● STATED TASK
Set down every entry word for word. Omit the pictures.

[Start DATA FOR THIS EXERCISE]

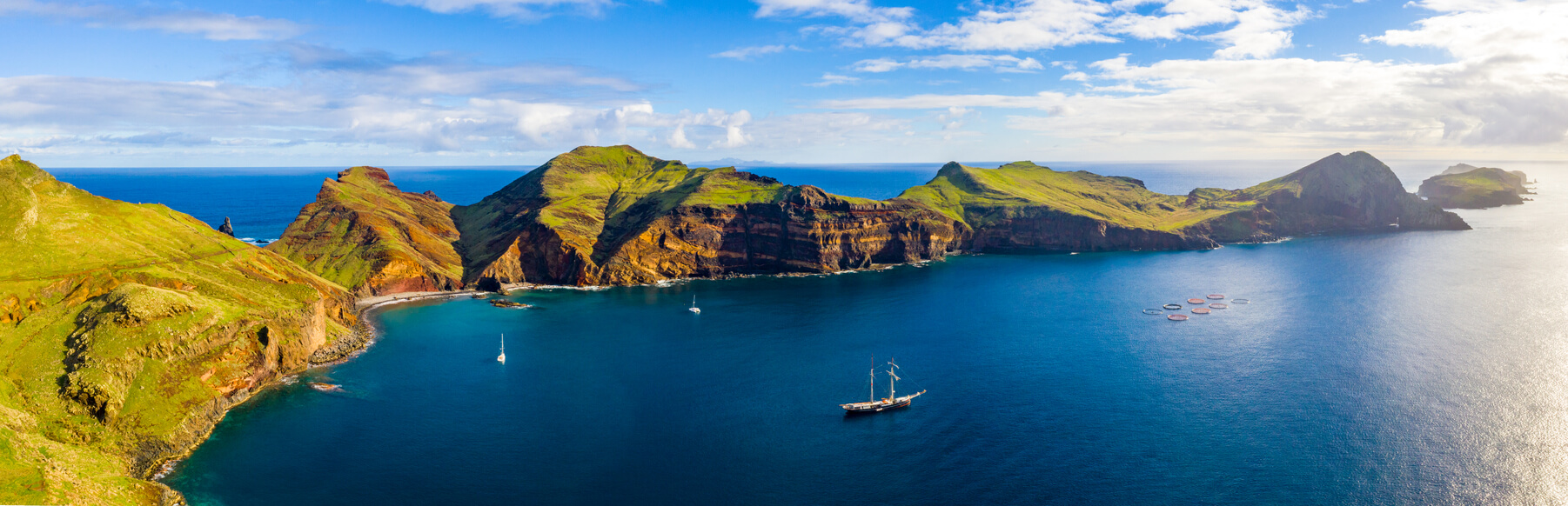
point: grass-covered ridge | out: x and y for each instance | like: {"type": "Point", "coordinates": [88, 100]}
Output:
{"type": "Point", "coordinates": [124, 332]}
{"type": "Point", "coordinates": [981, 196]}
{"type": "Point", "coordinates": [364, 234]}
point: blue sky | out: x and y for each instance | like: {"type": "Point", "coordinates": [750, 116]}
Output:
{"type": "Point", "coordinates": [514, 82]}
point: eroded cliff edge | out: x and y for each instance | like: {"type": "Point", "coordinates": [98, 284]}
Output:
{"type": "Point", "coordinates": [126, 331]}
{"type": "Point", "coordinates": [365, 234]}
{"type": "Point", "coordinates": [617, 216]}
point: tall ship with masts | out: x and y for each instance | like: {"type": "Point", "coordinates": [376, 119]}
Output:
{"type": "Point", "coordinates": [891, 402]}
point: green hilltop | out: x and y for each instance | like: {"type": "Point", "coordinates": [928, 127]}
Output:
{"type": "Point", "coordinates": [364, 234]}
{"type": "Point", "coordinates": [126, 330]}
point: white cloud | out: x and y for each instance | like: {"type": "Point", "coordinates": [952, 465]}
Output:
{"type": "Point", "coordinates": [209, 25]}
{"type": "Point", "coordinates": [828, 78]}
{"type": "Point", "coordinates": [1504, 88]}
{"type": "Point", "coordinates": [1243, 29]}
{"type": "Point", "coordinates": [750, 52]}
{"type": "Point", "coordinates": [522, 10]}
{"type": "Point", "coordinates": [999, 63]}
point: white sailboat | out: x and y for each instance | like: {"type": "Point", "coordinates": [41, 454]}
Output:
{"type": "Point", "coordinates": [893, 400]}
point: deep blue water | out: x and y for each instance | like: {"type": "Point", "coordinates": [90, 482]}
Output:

[End DATA FOR THIS EXERCISE]

● ANSWER TO THIS EXERCISE
point: grass-covered ridge | out: x and y for each instance | like: {"type": "Point", "coordinates": [88, 100]}
Output:
{"type": "Point", "coordinates": [124, 332]}
{"type": "Point", "coordinates": [981, 196]}
{"type": "Point", "coordinates": [364, 234]}
point: blue sky | out: x and y for each instance | like: {"type": "Point", "coordinates": [750, 116]}
Output:
{"type": "Point", "coordinates": [514, 82]}
point: eroded cliff edge | out: x and y for each instance | like: {"type": "Point", "coordinates": [98, 284]}
Output:
{"type": "Point", "coordinates": [126, 331]}
{"type": "Point", "coordinates": [365, 234]}
{"type": "Point", "coordinates": [617, 216]}
point: tall ship with masts | out: x and y for each instance | like: {"type": "Point", "coordinates": [376, 119]}
Output:
{"type": "Point", "coordinates": [891, 402]}
point: green hilltop | out: x and y for each instance | like: {"type": "Point", "coordinates": [928, 127]}
Output:
{"type": "Point", "coordinates": [364, 234]}
{"type": "Point", "coordinates": [126, 330]}
point: white cloud | out: x and y for each instance | like: {"type": "Point", "coordinates": [952, 465]}
Output:
{"type": "Point", "coordinates": [209, 25]}
{"type": "Point", "coordinates": [828, 78]}
{"type": "Point", "coordinates": [1504, 88]}
{"type": "Point", "coordinates": [1243, 29]}
{"type": "Point", "coordinates": [750, 52]}
{"type": "Point", "coordinates": [522, 10]}
{"type": "Point", "coordinates": [999, 63]}
point: white sailboat | out: x and y for each instance | like: {"type": "Point", "coordinates": [41, 454]}
Output:
{"type": "Point", "coordinates": [893, 400]}
point: deep blue water | out: x and y for each instance | like: {"type": "Point", "coordinates": [90, 482]}
Output:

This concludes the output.